▸ What is being asked: Render the items below as a Markdown table, from the start of the items through the line containing "(1085, 637)", both ends included. Use a column named Row for the row number and a column named Line for the line itself, and leave out blank lines.

▸ Stored data:
————

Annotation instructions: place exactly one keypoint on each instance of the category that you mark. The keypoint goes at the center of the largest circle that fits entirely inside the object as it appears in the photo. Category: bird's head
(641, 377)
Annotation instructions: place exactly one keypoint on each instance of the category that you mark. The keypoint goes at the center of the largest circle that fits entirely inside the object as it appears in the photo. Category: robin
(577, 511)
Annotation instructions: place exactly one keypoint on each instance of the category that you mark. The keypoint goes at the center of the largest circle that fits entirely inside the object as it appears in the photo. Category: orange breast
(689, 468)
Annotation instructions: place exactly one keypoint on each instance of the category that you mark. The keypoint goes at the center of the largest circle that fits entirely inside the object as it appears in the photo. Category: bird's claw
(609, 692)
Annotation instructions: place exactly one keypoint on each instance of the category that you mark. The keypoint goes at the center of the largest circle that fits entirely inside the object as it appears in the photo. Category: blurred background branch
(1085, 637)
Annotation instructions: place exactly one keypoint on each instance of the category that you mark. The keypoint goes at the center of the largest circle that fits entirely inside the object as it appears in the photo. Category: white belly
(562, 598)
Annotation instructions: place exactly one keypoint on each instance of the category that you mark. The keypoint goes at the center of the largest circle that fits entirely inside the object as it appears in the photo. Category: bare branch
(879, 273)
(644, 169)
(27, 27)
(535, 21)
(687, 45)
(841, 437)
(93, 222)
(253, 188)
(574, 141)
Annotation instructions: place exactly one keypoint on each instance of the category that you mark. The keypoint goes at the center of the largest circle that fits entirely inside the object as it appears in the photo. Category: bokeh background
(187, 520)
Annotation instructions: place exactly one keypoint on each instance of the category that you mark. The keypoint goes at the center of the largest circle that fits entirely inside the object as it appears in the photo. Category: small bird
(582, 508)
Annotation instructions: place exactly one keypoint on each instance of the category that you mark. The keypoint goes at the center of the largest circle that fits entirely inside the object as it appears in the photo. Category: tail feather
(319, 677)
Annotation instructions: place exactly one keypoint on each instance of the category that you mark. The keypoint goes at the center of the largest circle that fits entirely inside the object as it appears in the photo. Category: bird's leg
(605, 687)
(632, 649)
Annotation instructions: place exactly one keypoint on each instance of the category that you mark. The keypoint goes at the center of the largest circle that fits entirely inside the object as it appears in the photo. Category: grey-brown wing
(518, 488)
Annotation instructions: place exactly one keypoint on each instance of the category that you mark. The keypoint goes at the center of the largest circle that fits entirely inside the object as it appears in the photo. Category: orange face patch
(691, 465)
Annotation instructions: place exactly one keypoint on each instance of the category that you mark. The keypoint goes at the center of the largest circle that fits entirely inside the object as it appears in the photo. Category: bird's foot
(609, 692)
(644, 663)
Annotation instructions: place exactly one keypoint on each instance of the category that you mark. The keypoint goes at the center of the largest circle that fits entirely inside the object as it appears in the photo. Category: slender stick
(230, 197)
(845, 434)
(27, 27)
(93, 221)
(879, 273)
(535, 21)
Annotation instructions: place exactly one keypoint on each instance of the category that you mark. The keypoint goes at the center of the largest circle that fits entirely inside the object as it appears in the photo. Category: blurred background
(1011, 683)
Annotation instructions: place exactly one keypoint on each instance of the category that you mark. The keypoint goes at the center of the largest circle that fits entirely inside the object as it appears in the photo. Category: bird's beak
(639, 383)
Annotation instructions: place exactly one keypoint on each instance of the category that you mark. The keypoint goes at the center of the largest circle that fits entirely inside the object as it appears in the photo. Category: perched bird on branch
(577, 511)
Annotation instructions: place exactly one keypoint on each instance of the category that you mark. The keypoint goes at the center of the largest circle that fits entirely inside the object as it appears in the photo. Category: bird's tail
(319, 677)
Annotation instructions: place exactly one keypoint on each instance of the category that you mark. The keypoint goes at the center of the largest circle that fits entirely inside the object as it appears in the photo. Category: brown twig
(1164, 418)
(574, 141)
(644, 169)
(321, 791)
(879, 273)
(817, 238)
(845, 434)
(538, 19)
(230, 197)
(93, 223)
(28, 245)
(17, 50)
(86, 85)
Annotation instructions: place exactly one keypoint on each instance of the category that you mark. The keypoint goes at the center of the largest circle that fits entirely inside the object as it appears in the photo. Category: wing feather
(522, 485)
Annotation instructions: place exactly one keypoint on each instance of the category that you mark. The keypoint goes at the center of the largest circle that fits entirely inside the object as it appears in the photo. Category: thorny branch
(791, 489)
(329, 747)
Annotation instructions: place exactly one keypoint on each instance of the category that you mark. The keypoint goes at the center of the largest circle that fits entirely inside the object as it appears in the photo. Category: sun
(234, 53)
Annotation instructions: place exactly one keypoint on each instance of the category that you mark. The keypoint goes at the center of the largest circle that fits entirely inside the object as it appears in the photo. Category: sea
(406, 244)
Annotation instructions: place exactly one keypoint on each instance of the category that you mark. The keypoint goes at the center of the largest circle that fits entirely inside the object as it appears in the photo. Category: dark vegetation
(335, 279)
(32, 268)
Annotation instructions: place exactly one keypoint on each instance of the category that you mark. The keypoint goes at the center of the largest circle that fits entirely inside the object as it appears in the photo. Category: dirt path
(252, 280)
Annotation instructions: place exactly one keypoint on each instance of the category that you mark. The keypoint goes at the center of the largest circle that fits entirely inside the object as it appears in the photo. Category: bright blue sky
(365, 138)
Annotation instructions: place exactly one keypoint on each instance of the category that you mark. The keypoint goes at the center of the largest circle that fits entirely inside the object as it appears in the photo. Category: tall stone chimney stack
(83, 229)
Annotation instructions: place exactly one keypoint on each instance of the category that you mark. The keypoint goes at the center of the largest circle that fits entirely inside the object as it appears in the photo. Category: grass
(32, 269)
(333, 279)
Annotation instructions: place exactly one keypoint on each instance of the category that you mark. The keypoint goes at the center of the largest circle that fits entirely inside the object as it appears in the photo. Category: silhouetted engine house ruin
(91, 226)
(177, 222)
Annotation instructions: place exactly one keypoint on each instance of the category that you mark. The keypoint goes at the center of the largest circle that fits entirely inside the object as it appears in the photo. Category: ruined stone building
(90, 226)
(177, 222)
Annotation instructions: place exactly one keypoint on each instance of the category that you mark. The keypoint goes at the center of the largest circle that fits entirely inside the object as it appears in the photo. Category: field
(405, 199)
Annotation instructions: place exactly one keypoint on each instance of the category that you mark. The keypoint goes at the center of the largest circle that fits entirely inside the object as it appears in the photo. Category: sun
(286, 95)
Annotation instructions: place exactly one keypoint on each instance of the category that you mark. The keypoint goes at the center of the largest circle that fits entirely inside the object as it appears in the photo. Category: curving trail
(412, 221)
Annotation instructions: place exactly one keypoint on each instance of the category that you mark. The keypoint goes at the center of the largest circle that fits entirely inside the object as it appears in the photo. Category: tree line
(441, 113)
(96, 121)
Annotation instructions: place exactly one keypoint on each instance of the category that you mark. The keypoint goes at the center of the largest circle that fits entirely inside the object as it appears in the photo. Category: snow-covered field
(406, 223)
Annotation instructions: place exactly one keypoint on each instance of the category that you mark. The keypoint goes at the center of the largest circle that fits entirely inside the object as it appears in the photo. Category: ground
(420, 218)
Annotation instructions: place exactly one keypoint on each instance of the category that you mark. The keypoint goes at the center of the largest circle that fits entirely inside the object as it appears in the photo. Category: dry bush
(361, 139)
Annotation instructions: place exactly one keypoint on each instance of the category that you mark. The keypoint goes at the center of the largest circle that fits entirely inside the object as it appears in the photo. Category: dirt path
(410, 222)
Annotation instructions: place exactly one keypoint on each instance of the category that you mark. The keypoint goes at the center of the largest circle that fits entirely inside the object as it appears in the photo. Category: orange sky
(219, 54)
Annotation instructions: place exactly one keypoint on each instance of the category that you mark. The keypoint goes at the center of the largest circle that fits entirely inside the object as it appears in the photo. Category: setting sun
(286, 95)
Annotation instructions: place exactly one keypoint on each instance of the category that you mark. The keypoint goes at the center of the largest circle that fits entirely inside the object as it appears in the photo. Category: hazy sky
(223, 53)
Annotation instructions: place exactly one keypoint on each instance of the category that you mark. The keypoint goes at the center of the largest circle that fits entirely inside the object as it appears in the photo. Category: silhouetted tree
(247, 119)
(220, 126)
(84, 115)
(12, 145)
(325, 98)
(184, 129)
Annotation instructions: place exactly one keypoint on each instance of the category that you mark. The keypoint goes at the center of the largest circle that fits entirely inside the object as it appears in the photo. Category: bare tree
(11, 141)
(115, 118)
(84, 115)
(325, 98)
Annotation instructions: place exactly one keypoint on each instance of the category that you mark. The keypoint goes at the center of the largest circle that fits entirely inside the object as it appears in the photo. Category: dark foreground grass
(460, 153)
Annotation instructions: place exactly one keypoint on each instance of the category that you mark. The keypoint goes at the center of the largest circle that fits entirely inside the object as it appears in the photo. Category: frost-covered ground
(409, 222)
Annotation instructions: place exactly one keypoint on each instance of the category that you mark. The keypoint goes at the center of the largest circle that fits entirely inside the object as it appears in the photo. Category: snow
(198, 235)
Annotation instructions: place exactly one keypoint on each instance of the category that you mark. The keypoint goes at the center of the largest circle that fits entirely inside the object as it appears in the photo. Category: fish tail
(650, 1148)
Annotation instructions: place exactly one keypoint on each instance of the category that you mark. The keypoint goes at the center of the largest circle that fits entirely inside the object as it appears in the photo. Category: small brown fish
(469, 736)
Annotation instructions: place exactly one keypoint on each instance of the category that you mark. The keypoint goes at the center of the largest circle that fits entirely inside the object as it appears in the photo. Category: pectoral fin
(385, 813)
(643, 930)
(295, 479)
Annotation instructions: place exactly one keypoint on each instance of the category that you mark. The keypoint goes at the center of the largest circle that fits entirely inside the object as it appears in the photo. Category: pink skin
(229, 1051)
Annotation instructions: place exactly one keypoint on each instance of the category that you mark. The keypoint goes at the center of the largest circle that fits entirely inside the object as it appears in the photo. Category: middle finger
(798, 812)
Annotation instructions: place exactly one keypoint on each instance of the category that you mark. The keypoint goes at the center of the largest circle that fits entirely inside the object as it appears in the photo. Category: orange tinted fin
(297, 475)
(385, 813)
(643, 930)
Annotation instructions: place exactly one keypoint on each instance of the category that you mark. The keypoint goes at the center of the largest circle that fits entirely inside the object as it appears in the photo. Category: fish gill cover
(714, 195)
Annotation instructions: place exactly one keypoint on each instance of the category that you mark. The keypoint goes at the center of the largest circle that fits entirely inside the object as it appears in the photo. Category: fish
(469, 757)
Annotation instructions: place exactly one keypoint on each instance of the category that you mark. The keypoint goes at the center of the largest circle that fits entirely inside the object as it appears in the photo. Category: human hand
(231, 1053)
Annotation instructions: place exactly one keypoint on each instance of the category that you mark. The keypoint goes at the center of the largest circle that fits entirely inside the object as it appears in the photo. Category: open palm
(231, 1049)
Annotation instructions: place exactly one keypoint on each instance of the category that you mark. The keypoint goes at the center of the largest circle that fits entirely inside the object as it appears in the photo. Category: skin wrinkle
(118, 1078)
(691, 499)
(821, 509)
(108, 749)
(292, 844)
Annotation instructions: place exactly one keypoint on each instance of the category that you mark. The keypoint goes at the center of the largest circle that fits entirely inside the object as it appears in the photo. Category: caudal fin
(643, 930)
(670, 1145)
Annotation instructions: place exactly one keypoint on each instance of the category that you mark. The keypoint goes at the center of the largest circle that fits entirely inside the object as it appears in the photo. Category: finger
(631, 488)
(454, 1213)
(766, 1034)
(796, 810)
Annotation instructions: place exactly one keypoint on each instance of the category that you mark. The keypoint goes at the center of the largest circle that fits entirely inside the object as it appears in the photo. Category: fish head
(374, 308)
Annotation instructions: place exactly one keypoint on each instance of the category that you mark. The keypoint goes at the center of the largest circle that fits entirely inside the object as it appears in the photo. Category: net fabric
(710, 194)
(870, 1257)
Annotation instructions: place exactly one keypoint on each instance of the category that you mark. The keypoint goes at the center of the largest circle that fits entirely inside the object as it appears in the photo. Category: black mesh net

————

▸ Final result:
| Row | Line |
|---|---|
| 1 | Annotation instructions: place exactly one keypoint on each instance of the category that you mark. The keypoint goes at the center of the largest circle that fits entirely inside the object as it appears in the photo. Category: bird's head |
| 2 | (641, 377) |
| 3 | Annotation instructions: place exactly one keypoint on each instance of the category that you mark. The keypoint goes at the center of the largest circle that fits entirely inside the object as it appears in the photo. Category: robin |
| 4 | (577, 511) |
| 5 | Annotation instructions: place exactly one keypoint on each instance of the category that you mark. The keypoint goes at the center of the largest circle that fits entirely inside the object as it appears in the photo. Category: orange breast |
| 6 | (689, 468) |
| 7 | Annotation instructions: place exactly one keypoint on each instance of the category that you mark. The keypoint goes at the center of the largest circle that fits entirely inside the object as it appears in the photo. Category: bird's claw |
| 8 | (609, 692) |
| 9 | Annotation instructions: place exactly one keypoint on each instance of the category that you mark. The keypoint goes at the center of the largest circle that fits entirely inside the object as it appears in the photo. Category: blurred background branch |
| 10 | (1085, 637) |